Exercise directions>
Copy out each line below containing "evergreen".

(Saved entries)
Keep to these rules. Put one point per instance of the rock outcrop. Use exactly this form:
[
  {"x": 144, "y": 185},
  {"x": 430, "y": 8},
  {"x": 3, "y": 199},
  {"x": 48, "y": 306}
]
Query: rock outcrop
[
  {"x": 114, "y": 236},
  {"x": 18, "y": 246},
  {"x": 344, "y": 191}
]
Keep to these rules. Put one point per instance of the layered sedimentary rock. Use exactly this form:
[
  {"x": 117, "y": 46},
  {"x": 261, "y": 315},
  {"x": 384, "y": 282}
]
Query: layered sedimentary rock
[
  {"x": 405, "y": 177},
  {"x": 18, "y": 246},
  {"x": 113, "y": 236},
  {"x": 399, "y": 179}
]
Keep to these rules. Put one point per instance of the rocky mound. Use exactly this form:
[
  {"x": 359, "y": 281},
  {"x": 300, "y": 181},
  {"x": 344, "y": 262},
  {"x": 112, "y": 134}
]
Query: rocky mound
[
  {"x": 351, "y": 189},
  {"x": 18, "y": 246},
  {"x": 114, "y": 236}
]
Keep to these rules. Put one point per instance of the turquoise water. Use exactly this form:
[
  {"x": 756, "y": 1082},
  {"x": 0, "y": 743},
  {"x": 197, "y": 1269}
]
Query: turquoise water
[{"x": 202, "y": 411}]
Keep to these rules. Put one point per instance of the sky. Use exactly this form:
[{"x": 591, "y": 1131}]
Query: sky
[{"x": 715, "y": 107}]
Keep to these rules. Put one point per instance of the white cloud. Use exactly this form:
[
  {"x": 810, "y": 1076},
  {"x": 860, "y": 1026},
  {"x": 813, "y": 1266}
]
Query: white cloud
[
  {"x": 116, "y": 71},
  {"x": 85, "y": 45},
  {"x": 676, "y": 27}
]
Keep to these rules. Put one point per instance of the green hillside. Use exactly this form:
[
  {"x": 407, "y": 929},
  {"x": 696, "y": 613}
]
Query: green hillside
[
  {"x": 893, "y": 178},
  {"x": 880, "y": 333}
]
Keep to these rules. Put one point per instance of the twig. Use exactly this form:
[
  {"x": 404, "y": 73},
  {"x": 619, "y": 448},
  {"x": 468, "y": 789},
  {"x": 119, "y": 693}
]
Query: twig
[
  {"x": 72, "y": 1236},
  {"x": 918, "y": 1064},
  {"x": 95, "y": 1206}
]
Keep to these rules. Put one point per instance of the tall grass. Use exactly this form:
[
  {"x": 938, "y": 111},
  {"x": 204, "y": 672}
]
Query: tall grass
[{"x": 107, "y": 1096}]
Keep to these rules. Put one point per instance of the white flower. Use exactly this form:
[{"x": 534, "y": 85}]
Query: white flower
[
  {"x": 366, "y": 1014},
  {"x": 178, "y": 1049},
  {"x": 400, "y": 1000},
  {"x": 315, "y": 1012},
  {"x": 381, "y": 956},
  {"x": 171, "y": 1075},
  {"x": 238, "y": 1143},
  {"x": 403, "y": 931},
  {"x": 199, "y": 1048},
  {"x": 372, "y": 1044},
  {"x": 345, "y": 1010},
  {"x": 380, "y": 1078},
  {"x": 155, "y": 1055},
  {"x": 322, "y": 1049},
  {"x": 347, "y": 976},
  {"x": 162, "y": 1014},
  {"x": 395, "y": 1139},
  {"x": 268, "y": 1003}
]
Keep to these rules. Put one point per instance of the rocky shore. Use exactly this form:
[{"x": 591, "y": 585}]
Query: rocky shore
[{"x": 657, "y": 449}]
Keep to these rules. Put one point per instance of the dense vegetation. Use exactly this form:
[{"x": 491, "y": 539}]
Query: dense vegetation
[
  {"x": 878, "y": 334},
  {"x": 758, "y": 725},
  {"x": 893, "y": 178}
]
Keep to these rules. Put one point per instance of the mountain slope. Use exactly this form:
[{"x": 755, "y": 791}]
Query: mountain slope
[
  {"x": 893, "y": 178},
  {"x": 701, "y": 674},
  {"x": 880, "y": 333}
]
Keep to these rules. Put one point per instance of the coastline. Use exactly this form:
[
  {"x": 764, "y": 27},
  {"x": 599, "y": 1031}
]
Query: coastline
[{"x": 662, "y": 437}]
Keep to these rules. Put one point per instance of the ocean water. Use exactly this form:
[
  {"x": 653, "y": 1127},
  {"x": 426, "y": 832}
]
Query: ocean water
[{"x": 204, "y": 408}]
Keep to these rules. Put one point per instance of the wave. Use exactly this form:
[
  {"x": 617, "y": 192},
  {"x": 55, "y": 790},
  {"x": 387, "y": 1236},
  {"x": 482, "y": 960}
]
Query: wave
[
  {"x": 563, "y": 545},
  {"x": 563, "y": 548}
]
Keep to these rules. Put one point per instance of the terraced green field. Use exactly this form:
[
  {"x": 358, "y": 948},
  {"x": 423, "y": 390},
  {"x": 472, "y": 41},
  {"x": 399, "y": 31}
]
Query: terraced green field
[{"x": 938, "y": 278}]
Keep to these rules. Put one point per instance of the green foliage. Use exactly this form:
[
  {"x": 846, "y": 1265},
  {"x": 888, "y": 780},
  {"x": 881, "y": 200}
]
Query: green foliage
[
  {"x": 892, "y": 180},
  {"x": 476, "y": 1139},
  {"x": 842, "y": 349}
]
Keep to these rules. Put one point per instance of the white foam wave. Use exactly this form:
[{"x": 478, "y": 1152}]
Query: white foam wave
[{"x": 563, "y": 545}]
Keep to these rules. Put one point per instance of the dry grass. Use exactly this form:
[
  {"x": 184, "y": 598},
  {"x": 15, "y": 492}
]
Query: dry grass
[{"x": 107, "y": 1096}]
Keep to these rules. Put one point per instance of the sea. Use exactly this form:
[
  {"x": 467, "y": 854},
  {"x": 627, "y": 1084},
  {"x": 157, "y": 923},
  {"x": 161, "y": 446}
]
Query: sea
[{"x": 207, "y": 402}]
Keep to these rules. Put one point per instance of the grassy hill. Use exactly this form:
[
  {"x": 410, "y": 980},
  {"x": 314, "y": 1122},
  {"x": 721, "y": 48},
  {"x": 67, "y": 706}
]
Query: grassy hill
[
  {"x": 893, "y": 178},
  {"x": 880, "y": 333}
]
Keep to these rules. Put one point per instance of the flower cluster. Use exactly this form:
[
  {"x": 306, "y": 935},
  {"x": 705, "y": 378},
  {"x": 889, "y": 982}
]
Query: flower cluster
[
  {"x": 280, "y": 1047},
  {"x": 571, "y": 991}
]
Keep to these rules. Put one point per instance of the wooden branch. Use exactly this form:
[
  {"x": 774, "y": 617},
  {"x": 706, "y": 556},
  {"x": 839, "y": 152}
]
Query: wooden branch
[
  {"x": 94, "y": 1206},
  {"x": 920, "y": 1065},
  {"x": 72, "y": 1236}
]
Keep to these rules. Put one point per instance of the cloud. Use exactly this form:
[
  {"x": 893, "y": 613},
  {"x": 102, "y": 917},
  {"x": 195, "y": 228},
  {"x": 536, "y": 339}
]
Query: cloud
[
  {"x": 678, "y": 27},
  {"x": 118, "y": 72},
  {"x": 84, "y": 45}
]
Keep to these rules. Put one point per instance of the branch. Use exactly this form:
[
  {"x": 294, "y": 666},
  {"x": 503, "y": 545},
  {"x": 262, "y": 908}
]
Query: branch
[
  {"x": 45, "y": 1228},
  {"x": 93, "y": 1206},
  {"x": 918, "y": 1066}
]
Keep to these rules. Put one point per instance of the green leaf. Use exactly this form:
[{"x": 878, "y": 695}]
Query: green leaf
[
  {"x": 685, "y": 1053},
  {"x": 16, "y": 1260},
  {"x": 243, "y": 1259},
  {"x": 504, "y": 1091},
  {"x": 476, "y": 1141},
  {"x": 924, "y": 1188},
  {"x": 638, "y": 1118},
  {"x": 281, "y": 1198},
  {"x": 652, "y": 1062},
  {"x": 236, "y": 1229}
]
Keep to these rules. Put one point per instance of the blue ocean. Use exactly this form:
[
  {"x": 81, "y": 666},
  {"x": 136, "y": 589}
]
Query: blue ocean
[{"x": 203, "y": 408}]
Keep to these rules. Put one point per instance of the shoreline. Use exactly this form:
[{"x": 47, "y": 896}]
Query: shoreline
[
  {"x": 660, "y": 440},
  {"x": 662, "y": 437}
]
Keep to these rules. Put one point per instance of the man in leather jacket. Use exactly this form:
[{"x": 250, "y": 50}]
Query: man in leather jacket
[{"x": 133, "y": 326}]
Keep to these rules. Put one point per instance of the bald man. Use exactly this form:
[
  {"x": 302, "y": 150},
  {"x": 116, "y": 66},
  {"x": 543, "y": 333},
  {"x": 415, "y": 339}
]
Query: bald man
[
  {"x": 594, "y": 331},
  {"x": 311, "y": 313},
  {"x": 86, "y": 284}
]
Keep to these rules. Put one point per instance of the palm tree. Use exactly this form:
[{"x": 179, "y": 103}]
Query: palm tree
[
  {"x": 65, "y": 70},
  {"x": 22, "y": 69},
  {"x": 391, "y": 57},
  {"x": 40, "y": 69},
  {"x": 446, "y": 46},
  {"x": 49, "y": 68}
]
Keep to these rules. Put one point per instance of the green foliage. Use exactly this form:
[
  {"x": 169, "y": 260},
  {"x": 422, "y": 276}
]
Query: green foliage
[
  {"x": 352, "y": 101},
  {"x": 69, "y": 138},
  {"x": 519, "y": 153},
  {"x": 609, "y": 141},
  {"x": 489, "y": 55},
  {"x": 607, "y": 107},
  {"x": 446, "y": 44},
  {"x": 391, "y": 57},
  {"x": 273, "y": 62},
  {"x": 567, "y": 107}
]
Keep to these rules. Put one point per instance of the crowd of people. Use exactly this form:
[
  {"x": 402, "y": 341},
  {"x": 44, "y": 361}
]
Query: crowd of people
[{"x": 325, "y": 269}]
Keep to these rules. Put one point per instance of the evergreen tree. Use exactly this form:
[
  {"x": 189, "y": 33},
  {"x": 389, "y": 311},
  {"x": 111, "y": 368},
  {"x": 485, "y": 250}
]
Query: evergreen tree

Written answer>
Keep to these rules. Put one point per instance of the evergreen tree. Use exactly this form:
Query: evergreen tree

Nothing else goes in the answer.